Short problem – Identify every line in the records below that contains the word "window", and copy each of those lines.

[Coordinate annotation records]
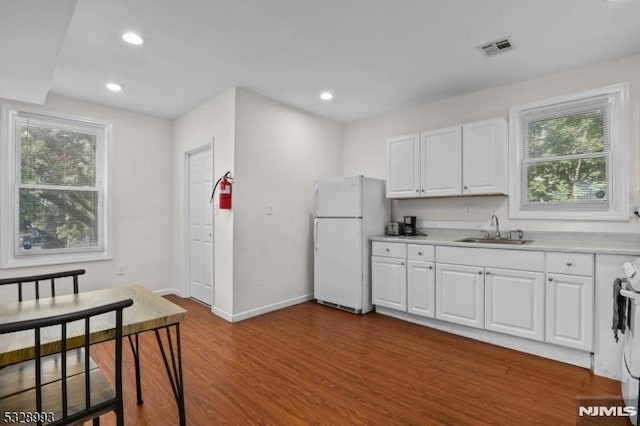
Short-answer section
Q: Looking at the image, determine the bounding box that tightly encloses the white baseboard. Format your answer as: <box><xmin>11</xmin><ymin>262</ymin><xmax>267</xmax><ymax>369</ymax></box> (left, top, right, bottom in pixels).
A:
<box><xmin>213</xmin><ymin>294</ymin><xmax>313</xmax><ymax>322</ymax></box>
<box><xmin>153</xmin><ymin>287</ymin><xmax>184</xmax><ymax>297</ymax></box>
<box><xmin>376</xmin><ymin>306</ymin><xmax>592</xmax><ymax>369</ymax></box>
<box><xmin>211</xmin><ymin>306</ymin><xmax>233</xmax><ymax>322</ymax></box>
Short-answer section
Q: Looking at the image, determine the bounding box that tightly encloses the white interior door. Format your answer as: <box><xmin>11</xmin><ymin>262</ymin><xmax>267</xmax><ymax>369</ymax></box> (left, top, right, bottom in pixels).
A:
<box><xmin>189</xmin><ymin>149</ymin><xmax>213</xmax><ymax>305</ymax></box>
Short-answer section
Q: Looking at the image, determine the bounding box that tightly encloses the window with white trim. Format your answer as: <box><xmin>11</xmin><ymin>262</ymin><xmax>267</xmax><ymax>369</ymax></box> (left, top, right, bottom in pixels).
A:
<box><xmin>0</xmin><ymin>105</ymin><xmax>112</xmax><ymax>267</ymax></box>
<box><xmin>509</xmin><ymin>84</ymin><xmax>629</xmax><ymax>220</ymax></box>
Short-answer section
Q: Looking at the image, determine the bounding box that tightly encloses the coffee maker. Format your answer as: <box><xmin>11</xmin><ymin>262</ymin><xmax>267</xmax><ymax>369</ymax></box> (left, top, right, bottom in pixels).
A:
<box><xmin>404</xmin><ymin>216</ymin><xmax>418</xmax><ymax>235</ymax></box>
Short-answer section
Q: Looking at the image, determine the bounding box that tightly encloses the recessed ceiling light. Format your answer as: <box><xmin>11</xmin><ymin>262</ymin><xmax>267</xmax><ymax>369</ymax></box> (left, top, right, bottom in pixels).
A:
<box><xmin>320</xmin><ymin>92</ymin><xmax>333</xmax><ymax>101</ymax></box>
<box><xmin>122</xmin><ymin>32</ymin><xmax>144</xmax><ymax>46</ymax></box>
<box><xmin>106</xmin><ymin>82</ymin><xmax>124</xmax><ymax>92</ymax></box>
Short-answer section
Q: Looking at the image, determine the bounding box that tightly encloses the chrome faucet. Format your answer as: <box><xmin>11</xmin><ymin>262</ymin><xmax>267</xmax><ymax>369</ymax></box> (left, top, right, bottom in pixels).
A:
<box><xmin>491</xmin><ymin>215</ymin><xmax>500</xmax><ymax>239</ymax></box>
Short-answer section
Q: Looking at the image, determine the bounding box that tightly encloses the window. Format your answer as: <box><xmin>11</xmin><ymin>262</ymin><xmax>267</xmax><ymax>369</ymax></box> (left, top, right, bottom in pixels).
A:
<box><xmin>0</xmin><ymin>105</ymin><xmax>112</xmax><ymax>267</ymax></box>
<box><xmin>509</xmin><ymin>84</ymin><xmax>629</xmax><ymax>220</ymax></box>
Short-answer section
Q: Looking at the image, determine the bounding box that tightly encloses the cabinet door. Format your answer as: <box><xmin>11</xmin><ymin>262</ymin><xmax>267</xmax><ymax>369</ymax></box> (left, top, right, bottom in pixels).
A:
<box><xmin>420</xmin><ymin>126</ymin><xmax>462</xmax><ymax>196</ymax></box>
<box><xmin>371</xmin><ymin>256</ymin><xmax>407</xmax><ymax>311</ymax></box>
<box><xmin>407</xmin><ymin>261</ymin><xmax>436</xmax><ymax>318</ymax></box>
<box><xmin>436</xmin><ymin>264</ymin><xmax>484</xmax><ymax>328</ymax></box>
<box><xmin>545</xmin><ymin>274</ymin><xmax>593</xmax><ymax>351</ymax></box>
<box><xmin>484</xmin><ymin>268</ymin><xmax>544</xmax><ymax>340</ymax></box>
<box><xmin>462</xmin><ymin>118</ymin><xmax>509</xmax><ymax>195</ymax></box>
<box><xmin>387</xmin><ymin>135</ymin><xmax>420</xmax><ymax>198</ymax></box>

Output for this exercise –
Q: Looking at the image, determine the bounding box that tightly encloses the window with white trim. Format your answer as: <box><xmin>11</xmin><ymin>262</ymin><xmax>267</xmax><ymax>369</ymax></box> (left, top, right, bottom in pixels).
Q: Looking at the image, determine the bounding box that tightly encloses the window. Format your answer as: <box><xmin>11</xmin><ymin>262</ymin><xmax>267</xmax><ymax>369</ymax></box> (left, top, right, bottom in pixels).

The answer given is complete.